-- What to produce --
Transcribe the material word for word, but without the images.

-- Working data --
━━━━

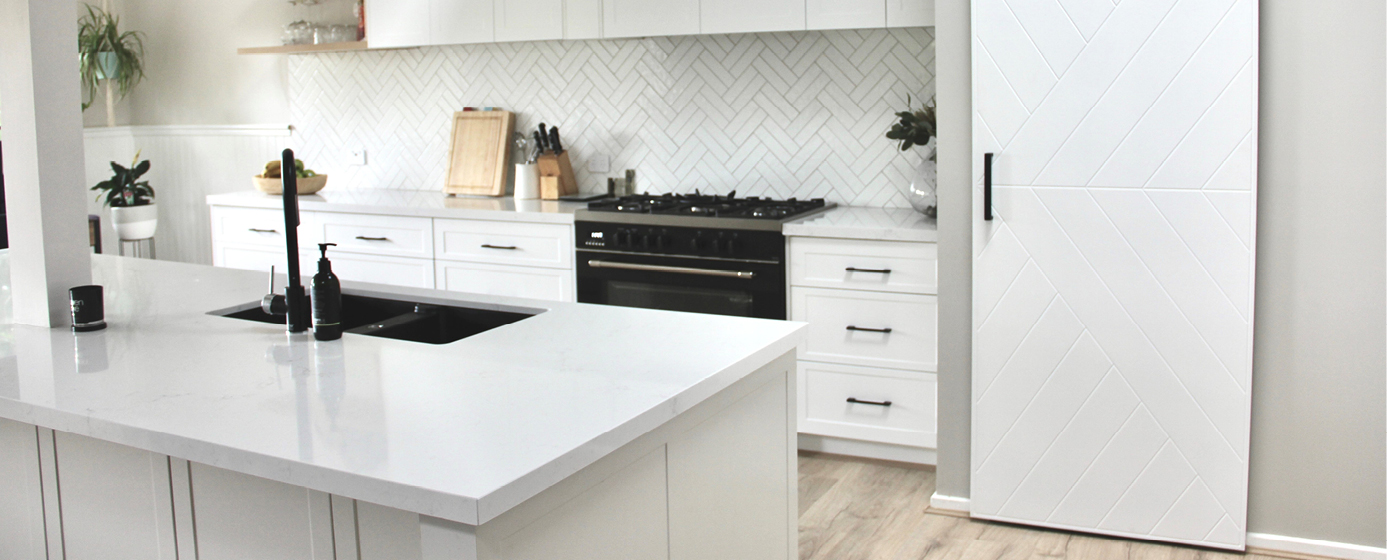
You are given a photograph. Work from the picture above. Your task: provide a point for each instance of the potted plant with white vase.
(133, 211)
(917, 128)
(108, 56)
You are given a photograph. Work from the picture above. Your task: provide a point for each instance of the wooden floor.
(859, 509)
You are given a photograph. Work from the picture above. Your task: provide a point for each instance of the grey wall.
(953, 89)
(1321, 351)
(1318, 426)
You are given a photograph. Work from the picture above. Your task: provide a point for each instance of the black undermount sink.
(405, 320)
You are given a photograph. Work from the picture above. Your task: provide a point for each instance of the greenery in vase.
(99, 32)
(916, 126)
(124, 189)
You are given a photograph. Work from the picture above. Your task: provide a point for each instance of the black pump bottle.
(326, 298)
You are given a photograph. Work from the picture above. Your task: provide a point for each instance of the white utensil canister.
(527, 182)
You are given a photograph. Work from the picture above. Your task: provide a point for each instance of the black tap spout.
(296, 298)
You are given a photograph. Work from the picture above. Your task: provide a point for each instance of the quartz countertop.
(867, 223)
(461, 431)
(411, 203)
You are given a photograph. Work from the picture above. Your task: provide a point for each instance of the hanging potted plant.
(108, 56)
(917, 128)
(133, 211)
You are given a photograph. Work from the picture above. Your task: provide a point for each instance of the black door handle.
(986, 186)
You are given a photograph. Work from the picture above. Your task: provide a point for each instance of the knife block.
(556, 176)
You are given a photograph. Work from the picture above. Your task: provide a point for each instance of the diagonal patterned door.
(1113, 290)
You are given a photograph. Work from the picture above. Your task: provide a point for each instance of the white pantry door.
(1113, 290)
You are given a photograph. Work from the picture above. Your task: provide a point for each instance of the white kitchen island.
(580, 433)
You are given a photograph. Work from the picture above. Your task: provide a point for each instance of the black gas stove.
(696, 252)
(702, 211)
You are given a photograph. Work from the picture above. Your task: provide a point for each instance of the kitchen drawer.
(362, 233)
(379, 269)
(824, 406)
(261, 258)
(505, 243)
(520, 282)
(839, 323)
(863, 265)
(258, 226)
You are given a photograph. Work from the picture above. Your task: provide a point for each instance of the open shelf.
(303, 49)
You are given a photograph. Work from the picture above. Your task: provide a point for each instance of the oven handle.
(744, 275)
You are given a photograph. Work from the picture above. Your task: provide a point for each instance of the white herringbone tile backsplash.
(798, 114)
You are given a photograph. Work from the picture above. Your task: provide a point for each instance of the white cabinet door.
(397, 22)
(461, 21)
(752, 15)
(529, 20)
(117, 501)
(845, 14)
(1113, 291)
(910, 13)
(649, 18)
(583, 20)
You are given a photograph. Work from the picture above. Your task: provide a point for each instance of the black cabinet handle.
(986, 186)
(856, 401)
(871, 270)
(870, 330)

━━━━

-- Solution for this problem --
You are given a photograph. Work from the picture above. Your task: provide a point for each instance of the potted plant with white vase.
(133, 211)
(917, 128)
(108, 56)
You are given a photograph. Work from the picture above. Your task: provide a point for each instance of the wooden floor.
(859, 509)
You are given a photograph. Work from the picture above. Your task: provide a point for each instance of the grey wall.
(953, 89)
(1321, 351)
(1318, 426)
You are given a photograph. Work from the picture above. Your task: provide a point for each instance of the black undermount sink.
(405, 320)
You are given a photograph. Work from the picture above. Your task: provide a point for each instance of the greenery in vase.
(99, 32)
(916, 126)
(124, 189)
You are given a photograph. Work from the picture above. Your task: provide a point for each instance of the black pump bottle.
(326, 298)
You are given a photograph. Work from the picture above. Your task: provide a point for each instance of the white utensil canister.
(527, 182)
You are given a photograph. Work from the picture above. Your task: provide a point for each instance of the black tap spout.
(296, 298)
You are given a photograph. Work from the picture above. Your task: provide a point for each instance of the quartz countertop.
(867, 223)
(461, 431)
(411, 203)
You are given a photograph. Work from the picture above. Your task: provide a point for each instance of the hanging potted plant.
(108, 56)
(917, 128)
(133, 211)
You are given a photograph. Work from the picture above. Your task: provide a point for each instance of the black door handle.
(986, 186)
You are given a photograph. Work from the picture above. Your task: provide a point for each instance of the knife block.
(556, 176)
You are given a photograph. Work from the picture above. Your task: provide a point for each instance of the diagonal patterned door.
(1113, 290)
You are given a photograph. Work from the picture above. Your task: provide a point for each instance of the white pantry door.
(1113, 290)
You are given a photograph. Work from the picture above. Your task: provide a point for each instance of the white kitchen island.
(580, 433)
You are given a photograph. Work from the picture above. Your task: provide a point for each instance of the black gas stove.
(696, 252)
(702, 211)
You are given a photograph. Work from the picture above. Your task: provide a point for each instance of the kitchen drawer.
(362, 233)
(379, 269)
(824, 406)
(261, 258)
(505, 243)
(520, 282)
(839, 323)
(863, 265)
(258, 226)
You are given a photograph. Work from the picture above. Your task: provide a point for each instance of the open shelf.
(303, 49)
You are given a photograph. Work from the picture above. Your task: provide a point for each instance of the oven handle.
(744, 275)
You are given a photograph. Work from the picture above. Your task: provide a point for each instance of the white herringbone tile backsplash.
(798, 114)
You are given a photograph. Work from the picture above. Your task: provide a point for each instance of the white cabinet door.
(397, 22)
(461, 21)
(752, 15)
(529, 20)
(117, 501)
(845, 14)
(1113, 291)
(910, 13)
(649, 18)
(583, 20)
You are given a photograph. Work from the picture above. Your task: provide a point for each instance of the black cabinet handle.
(986, 186)
(856, 401)
(871, 270)
(870, 330)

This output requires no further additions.